### Task instructions
Go through the data and copy each line where the string "instance" appears.
__________________________________________________
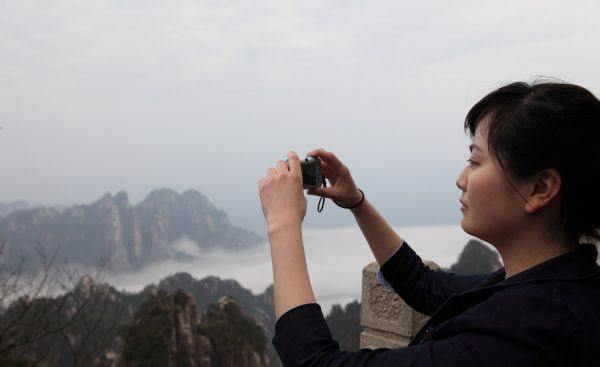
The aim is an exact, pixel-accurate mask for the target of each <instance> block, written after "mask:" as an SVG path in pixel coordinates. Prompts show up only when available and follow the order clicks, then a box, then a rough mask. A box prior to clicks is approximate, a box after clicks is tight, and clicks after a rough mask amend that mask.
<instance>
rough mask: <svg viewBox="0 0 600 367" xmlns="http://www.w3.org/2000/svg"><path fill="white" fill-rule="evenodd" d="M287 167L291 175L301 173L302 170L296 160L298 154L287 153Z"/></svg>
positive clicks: (299, 162)
mask: <svg viewBox="0 0 600 367" xmlns="http://www.w3.org/2000/svg"><path fill="white" fill-rule="evenodd" d="M288 166H289V170H290V172H291V173H292V174H297V173H298V172H301V171H302V168H301V167H300V158H298V154H296V152H294V151H290V152H289V153H288Z"/></svg>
__________________________________________________
### Response area
The aim is an exact, pixel-accurate mask for the target of each <instance> block, written after "mask:" as an SVG path in pixel coordinates. Prompts show up only when available and follow the order clicks, then a box, then a rough mask. A box prior to clicks is approximate, a box after clicks is tight, and clicks after a rough mask amend that mask.
<instance>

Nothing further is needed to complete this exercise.